— Exercise goal —
Reproduce the material between the lines holding "form: x=252 y=278." and "x=230 y=133", inclusive, substituting "two people hugging" for "couple embracing" and keeping everything else unchanged.
-- begin Given information --
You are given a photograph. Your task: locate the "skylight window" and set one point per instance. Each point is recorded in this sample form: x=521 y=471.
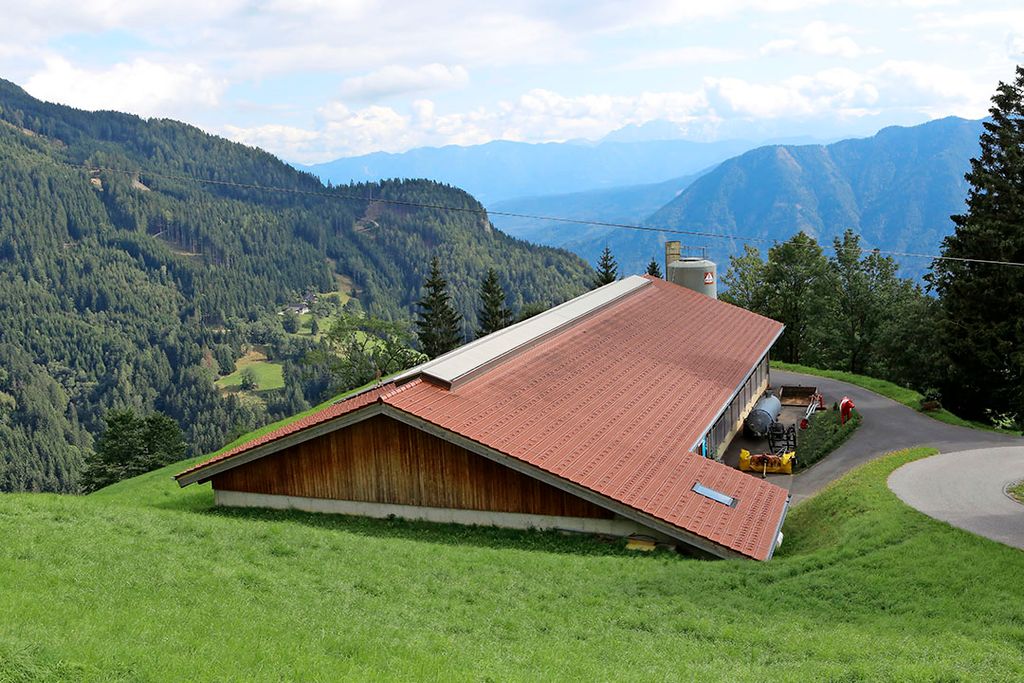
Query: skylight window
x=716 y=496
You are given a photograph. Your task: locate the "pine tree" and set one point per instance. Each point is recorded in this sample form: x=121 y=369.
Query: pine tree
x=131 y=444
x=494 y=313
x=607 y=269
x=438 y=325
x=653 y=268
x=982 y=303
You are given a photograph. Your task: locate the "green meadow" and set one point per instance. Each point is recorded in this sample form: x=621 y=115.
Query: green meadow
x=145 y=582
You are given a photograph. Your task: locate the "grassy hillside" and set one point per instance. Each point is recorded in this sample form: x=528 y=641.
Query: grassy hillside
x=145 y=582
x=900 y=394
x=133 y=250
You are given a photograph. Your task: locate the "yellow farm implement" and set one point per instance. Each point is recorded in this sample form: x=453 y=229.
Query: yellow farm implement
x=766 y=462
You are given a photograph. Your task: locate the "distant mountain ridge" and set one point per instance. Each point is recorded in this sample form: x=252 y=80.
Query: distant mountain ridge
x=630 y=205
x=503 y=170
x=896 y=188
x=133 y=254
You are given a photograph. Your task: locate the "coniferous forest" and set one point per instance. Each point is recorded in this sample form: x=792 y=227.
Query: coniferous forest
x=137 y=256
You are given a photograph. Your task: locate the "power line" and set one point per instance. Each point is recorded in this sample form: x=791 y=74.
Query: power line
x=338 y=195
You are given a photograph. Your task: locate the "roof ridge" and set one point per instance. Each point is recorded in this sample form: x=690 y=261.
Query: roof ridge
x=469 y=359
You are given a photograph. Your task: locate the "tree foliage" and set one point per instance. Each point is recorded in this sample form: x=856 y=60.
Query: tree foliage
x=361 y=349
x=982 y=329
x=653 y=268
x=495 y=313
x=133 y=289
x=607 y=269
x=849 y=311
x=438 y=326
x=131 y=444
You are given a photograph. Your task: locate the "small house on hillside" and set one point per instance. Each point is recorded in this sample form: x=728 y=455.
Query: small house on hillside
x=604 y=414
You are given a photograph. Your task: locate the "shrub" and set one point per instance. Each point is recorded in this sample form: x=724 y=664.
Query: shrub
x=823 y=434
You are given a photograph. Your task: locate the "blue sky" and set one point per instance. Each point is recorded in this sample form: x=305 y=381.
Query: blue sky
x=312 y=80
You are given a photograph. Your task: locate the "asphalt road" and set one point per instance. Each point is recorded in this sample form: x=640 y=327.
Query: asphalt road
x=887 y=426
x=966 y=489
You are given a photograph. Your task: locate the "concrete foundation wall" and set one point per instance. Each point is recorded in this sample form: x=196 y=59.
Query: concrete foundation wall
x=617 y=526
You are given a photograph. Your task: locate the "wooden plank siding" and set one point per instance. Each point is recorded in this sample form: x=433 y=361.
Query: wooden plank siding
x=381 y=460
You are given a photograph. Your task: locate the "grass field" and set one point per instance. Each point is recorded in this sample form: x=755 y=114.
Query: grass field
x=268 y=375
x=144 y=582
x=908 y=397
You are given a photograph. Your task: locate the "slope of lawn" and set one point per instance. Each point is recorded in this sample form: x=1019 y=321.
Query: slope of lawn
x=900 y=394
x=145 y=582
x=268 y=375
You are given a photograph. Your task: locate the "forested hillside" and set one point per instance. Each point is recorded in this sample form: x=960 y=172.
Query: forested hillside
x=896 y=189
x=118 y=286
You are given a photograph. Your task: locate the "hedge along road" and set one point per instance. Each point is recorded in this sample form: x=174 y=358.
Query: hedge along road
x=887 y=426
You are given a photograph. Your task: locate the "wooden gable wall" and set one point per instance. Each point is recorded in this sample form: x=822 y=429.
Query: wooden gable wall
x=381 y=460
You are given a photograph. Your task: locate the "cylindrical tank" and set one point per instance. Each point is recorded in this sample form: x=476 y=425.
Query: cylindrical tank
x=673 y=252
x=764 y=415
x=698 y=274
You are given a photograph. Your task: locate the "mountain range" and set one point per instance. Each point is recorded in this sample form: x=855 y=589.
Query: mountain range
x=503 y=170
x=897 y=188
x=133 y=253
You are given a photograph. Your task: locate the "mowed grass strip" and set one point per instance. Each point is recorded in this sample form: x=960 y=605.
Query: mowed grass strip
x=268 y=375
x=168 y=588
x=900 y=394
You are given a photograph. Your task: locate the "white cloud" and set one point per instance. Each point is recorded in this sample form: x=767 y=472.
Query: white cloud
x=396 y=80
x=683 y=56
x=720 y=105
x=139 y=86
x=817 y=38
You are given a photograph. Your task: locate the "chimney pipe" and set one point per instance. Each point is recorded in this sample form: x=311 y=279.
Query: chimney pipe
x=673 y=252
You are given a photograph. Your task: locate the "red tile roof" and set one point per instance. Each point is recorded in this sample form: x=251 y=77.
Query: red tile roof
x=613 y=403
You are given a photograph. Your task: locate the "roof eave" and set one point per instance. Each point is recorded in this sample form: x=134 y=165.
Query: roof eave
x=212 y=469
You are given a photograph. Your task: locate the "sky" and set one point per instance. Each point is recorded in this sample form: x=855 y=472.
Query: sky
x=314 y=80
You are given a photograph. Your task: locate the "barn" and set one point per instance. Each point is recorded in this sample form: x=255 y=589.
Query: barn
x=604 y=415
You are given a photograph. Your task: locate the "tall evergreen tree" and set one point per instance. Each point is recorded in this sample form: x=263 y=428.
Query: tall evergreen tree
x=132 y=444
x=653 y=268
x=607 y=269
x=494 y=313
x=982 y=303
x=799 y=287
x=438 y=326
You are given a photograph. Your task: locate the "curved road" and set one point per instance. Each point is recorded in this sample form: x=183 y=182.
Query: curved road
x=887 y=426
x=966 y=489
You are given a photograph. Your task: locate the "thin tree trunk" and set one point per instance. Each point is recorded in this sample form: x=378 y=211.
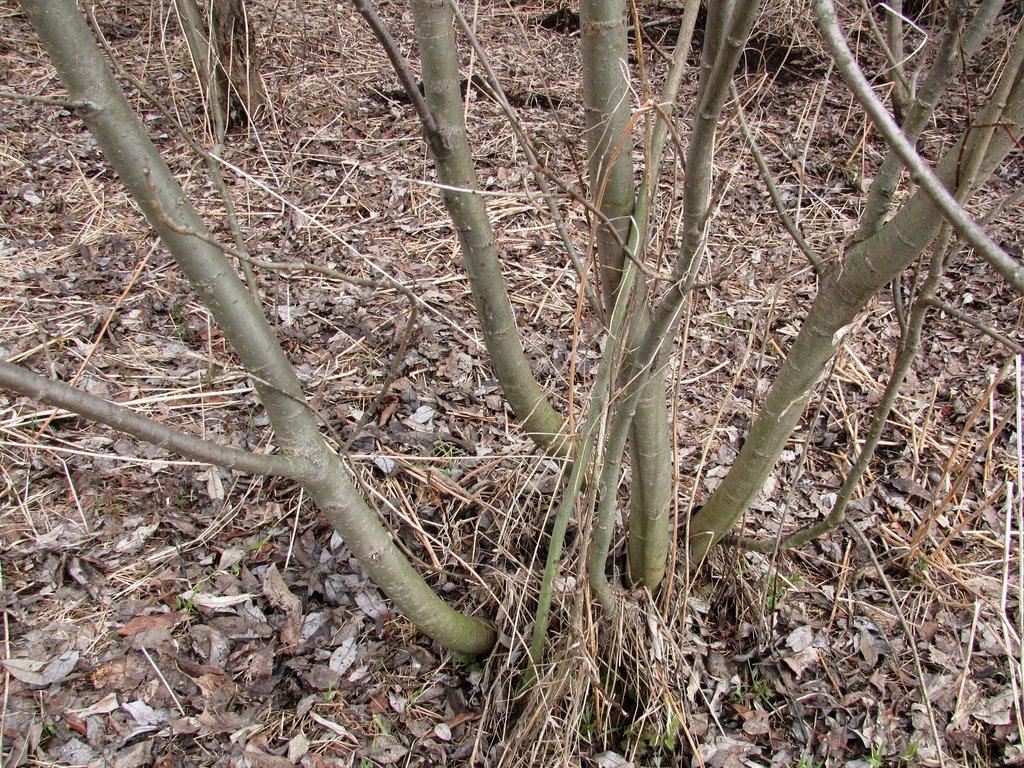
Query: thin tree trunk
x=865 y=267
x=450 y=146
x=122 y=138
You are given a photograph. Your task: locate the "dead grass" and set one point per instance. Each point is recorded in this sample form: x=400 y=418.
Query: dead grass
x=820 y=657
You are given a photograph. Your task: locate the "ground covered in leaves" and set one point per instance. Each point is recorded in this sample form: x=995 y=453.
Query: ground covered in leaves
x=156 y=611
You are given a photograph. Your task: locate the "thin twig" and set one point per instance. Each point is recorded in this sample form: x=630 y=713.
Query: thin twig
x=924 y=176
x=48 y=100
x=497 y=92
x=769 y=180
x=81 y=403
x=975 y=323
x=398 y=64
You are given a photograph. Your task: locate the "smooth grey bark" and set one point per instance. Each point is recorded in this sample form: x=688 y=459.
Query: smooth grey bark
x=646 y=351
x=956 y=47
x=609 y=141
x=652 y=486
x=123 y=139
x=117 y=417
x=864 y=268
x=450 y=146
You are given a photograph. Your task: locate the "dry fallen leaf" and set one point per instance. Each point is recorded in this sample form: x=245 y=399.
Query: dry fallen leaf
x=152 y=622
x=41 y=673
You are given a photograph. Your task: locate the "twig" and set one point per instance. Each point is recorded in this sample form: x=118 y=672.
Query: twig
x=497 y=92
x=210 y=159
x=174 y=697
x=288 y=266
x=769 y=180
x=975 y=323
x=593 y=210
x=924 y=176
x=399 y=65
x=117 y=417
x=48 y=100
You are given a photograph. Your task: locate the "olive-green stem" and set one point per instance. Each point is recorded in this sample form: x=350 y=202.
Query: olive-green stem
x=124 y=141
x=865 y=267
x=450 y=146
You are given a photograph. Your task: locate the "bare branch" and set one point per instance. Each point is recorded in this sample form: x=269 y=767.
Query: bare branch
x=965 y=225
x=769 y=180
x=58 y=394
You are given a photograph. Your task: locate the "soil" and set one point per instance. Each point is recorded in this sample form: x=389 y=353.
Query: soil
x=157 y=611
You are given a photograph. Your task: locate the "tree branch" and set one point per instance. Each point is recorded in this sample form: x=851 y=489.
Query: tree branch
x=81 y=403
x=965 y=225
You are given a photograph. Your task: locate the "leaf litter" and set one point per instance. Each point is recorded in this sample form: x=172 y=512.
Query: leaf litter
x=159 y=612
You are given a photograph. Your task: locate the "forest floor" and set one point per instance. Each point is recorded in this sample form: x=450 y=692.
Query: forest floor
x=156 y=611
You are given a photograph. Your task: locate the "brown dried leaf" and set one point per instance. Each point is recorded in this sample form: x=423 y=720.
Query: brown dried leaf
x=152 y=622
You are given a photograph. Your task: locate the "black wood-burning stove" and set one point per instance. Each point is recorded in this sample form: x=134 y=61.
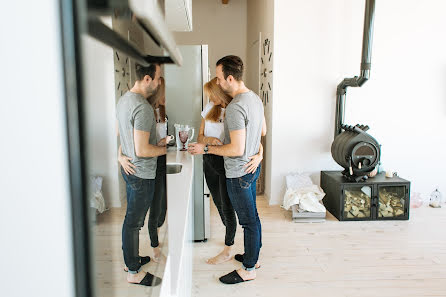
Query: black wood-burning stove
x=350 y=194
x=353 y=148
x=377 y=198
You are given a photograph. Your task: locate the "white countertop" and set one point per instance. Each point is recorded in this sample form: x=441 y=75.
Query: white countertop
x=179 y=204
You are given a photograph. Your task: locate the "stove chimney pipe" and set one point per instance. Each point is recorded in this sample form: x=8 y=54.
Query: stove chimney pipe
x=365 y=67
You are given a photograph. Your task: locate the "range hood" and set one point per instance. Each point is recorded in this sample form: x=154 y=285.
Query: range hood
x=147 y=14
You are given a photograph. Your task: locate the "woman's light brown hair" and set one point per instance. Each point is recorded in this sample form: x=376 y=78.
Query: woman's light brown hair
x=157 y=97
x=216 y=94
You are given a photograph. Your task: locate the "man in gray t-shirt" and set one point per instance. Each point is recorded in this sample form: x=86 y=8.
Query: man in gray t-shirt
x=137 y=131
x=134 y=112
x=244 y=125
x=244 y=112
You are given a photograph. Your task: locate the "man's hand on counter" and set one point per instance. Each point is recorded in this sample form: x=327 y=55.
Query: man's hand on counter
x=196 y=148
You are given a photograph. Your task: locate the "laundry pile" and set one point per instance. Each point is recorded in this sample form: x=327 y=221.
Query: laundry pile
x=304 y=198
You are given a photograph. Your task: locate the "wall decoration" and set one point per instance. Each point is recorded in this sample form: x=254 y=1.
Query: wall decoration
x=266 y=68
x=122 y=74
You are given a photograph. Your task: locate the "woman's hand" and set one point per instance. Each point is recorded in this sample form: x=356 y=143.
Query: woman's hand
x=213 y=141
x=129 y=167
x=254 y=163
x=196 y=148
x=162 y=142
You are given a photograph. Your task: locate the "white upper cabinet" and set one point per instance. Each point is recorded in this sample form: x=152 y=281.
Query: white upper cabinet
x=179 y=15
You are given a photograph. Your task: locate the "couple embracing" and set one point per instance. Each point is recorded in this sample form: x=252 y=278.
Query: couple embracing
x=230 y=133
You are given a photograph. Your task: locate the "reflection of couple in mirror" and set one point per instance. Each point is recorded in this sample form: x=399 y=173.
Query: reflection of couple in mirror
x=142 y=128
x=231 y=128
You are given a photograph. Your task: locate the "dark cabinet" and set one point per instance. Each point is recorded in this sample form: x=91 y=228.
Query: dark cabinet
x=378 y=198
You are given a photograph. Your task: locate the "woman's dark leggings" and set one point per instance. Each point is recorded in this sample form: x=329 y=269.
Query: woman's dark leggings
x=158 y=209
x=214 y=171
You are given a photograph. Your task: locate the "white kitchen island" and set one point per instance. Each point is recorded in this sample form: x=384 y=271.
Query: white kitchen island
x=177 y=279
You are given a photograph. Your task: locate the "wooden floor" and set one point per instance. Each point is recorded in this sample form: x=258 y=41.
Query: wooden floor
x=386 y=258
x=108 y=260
-- end Given information --
— Expected answer —
You are given a photograph. Your task: locate the "two people hugging" and set one point per instance. Each point is recorded in this sample form: x=252 y=278.
Query: two people hugging
x=230 y=133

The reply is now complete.